Begin DATA SHOWN

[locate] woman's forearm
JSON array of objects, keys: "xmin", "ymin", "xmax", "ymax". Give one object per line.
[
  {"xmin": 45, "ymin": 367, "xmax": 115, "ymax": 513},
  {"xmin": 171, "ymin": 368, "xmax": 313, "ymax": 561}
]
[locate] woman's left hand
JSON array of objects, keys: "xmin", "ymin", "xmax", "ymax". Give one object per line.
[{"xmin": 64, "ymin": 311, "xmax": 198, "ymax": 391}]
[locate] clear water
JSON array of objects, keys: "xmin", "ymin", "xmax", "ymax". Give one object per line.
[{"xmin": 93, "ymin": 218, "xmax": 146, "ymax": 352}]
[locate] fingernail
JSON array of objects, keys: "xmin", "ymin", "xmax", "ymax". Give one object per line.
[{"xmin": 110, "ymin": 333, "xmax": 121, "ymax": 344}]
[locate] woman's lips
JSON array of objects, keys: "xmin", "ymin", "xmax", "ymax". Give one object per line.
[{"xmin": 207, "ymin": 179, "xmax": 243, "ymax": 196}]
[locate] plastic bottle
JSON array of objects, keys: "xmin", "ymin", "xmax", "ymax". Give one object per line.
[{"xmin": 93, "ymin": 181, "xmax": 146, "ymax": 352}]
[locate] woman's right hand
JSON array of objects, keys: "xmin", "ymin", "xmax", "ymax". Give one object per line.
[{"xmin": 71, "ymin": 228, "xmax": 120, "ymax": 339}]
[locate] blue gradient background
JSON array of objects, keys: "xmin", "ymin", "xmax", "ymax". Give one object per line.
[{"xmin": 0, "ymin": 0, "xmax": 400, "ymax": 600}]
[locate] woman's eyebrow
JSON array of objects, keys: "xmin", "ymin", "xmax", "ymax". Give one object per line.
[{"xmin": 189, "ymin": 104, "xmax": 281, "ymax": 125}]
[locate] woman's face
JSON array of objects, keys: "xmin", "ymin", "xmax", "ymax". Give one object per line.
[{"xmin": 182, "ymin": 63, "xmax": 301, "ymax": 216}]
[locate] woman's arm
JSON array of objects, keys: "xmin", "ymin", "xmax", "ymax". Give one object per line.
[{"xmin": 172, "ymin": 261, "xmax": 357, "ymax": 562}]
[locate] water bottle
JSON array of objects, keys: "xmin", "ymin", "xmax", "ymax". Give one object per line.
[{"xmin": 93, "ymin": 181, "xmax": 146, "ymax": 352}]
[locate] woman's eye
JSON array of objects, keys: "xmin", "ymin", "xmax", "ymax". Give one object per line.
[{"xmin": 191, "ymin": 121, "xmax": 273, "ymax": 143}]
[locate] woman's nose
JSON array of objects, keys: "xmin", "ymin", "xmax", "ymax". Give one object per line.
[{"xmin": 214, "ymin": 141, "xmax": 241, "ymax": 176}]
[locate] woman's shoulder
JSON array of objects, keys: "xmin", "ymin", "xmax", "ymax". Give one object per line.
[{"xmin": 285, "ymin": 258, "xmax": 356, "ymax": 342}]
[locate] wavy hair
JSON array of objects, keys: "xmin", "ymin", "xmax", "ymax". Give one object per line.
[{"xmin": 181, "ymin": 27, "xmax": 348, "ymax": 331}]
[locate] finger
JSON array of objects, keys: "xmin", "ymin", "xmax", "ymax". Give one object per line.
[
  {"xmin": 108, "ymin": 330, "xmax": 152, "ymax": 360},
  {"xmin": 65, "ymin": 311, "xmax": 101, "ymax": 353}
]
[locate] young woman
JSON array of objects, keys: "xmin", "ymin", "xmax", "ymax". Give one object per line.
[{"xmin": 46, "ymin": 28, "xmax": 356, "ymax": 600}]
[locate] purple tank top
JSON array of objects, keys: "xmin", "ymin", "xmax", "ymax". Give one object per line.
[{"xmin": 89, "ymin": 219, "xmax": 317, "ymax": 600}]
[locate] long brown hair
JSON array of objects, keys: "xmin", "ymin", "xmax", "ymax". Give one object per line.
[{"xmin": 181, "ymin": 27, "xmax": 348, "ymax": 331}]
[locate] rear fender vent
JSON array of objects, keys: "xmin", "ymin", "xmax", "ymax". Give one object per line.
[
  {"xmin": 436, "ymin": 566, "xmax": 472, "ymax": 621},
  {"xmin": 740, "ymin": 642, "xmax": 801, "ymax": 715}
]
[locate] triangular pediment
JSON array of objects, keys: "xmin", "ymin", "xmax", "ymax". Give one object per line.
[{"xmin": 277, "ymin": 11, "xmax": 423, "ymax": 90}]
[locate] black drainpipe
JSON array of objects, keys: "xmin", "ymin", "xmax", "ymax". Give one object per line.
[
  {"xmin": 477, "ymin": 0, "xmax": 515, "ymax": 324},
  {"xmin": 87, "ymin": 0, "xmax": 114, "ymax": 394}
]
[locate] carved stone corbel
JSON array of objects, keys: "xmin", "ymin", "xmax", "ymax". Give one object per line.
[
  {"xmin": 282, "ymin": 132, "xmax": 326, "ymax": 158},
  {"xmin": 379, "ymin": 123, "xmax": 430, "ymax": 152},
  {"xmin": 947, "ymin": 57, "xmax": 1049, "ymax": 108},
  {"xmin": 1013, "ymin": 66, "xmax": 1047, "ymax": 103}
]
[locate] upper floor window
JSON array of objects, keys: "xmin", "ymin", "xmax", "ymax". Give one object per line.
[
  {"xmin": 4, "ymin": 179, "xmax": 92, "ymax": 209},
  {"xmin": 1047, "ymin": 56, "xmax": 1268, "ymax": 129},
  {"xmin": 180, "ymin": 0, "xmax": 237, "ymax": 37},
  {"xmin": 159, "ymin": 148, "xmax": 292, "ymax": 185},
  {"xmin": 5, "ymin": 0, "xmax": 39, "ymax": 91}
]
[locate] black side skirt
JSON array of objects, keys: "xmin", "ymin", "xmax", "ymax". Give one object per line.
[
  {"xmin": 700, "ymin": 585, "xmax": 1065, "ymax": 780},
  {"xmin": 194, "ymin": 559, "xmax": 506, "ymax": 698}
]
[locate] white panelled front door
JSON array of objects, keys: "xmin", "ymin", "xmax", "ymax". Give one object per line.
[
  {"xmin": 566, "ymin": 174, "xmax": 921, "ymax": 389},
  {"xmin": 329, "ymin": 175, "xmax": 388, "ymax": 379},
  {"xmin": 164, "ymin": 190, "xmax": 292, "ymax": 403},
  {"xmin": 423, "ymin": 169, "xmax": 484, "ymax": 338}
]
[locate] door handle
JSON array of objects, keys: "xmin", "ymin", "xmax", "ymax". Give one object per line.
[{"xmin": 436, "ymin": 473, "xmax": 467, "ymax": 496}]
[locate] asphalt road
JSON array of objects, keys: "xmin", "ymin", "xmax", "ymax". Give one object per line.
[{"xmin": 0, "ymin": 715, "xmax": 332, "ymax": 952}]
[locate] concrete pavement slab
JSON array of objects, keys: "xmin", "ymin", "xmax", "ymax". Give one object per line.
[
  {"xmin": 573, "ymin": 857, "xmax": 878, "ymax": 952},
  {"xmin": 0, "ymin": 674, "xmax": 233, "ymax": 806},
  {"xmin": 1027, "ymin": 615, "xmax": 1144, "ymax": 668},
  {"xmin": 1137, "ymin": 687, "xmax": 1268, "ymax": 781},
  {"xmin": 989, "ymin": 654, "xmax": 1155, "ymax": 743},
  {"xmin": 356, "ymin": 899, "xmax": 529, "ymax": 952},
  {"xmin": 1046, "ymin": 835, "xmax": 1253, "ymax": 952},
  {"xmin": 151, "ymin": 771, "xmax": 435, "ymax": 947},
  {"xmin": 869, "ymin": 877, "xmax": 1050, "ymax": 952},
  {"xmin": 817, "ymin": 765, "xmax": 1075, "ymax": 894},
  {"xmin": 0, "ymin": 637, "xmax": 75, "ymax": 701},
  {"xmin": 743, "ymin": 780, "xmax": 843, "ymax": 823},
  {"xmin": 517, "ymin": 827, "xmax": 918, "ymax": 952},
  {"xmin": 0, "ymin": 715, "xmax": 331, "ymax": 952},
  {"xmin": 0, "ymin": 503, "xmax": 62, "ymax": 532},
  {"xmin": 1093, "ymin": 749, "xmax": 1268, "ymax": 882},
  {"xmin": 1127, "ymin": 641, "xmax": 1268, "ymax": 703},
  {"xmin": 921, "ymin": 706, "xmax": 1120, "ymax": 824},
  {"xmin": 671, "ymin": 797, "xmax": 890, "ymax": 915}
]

End DATA SHOWN

EXERCISE GOAL:
Can you find every line in the records above that contains the string "hair" and copy each one out? Case counts.

SOLUTION BELOW:
[locate] wavy hair
[locate] long brown hair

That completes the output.